Text provided —
Panel laments state of UNIABUJA’s facilities

THE recently appointed Needs Assessment Team by the Federal Government on public universities in the country has decried what it called near lack of infrastructure at the University of Abuja (UNIABUJA).

The Executive Secretary of the Tertiary Education Trust Fund, (TETFund) Prof. Mahmood Yakubu, who led the delegation, expressed shock at the paucity of basic infrastructure, especially for the teaching and learning in the sciences.   Of particular concern to the committee was the fate of 100 students studying veterinary medicine and 400 students studying various engineering courses. For instance, the committee discovered that the students studying veterinary medicine were being taught by 45 lecturers without a functional laboratory for practical, neither does the programme have the requisite approvals from the National Universities Commission, (NUC).

According to him, “part of the problem over a long period of time is complete absence of planning. Programmes were established without accreditation by anybody. They have students that cannot graduate as you have seen here and probably elsewhere and then we have looked at the infrastructural facilities here and the learning resources, there is something that we need to do and government is committed, that is why government is saying there will not be additional money committed unless and until we know precisely what we are funding.”

The Dean of the Faculty of Veterinary Medicine, Prof. Tunde Ajagunna, who had earlier briefed the delegation, said the situation was responsible for the non-graduation of students from the faculty, some of whom have been forced to spend eight years for a programme, which ordinarily should run for five years.

He said the Veterinary Council of Nigeria (VCN), which is the regulatory body charged with accrediting such programme, insisted that such a laboratory was an irreducible pre-requisite for graduating students from such a programme.

Actions to take —
- A) According to the UNIABUJA article, how many lecturers teach the veterinary medicine students?
- B) Write a continuation of the UNIABUJA article, starting after its final sentence.
The listing after the UNIABUJA article has no connection to it.

Data records —
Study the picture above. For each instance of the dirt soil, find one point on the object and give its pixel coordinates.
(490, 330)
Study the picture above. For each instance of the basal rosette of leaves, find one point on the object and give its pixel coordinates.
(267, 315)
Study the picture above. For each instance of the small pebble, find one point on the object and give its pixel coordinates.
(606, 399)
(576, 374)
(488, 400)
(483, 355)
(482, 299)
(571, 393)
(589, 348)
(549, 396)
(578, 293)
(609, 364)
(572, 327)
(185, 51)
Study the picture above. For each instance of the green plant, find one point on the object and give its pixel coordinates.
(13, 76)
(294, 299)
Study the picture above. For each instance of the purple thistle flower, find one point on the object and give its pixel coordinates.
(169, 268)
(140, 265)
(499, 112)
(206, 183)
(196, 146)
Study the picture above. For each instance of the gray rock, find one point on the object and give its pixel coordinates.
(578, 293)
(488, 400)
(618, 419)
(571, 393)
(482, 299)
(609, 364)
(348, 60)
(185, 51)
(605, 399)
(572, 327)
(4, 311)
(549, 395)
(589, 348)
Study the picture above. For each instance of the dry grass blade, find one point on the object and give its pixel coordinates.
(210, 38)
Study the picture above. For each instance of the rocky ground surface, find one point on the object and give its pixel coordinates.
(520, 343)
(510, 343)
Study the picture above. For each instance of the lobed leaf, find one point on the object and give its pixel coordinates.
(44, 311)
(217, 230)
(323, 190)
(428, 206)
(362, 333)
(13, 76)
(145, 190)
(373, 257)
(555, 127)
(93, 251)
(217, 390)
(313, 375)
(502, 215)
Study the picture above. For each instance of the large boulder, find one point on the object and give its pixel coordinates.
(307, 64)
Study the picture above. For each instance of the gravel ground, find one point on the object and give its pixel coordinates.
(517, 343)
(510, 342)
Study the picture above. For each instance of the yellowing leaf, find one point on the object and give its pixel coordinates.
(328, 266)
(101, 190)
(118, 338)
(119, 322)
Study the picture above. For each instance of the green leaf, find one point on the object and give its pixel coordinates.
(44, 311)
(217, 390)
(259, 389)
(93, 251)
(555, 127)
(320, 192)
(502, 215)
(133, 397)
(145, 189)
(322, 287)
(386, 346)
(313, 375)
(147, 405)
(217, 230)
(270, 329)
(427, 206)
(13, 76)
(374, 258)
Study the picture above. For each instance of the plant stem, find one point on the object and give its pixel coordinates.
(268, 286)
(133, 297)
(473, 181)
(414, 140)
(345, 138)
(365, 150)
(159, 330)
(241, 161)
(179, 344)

Answer list —
- A) 45 lecturers.

- B)
He further explained that there were currently three batches of students in the faculty waiting to be graduated. Ajagunna could not state categorically when the students would graduate, as there is no laboratory in place yet.

The situation was worse at the Faculty of Engineering where only 10 students have been graduated even without the approval of the NUC and the Council for Regulation of Engineering in Nigeria (COREN).

The team was informed that as a result of lack of accreditation of the courses by NUC, the faculty had stopped admitting students for the past two years, even though there were still about 400 students yet to graduate with 35 lecturers.

Commenting on the issue, President of the Academic Staff Union of Universities, (ASUU), Prof. Ukachukwu Awuzie, who was on the team, said the University of Abuja was supposed to be the epitome, the best in this country because of its strategic location. “Unfortunately it is not attaining that level because of poor planning and the under-funding we have always emphasized. Again, you have some money budgeted for you, and you start a project and you find out you cannot complete it.”

According to him, members of the committee were in the university “to see for themselves the agony of our children who have stayed here for several years and cannot graduate. It is painful.”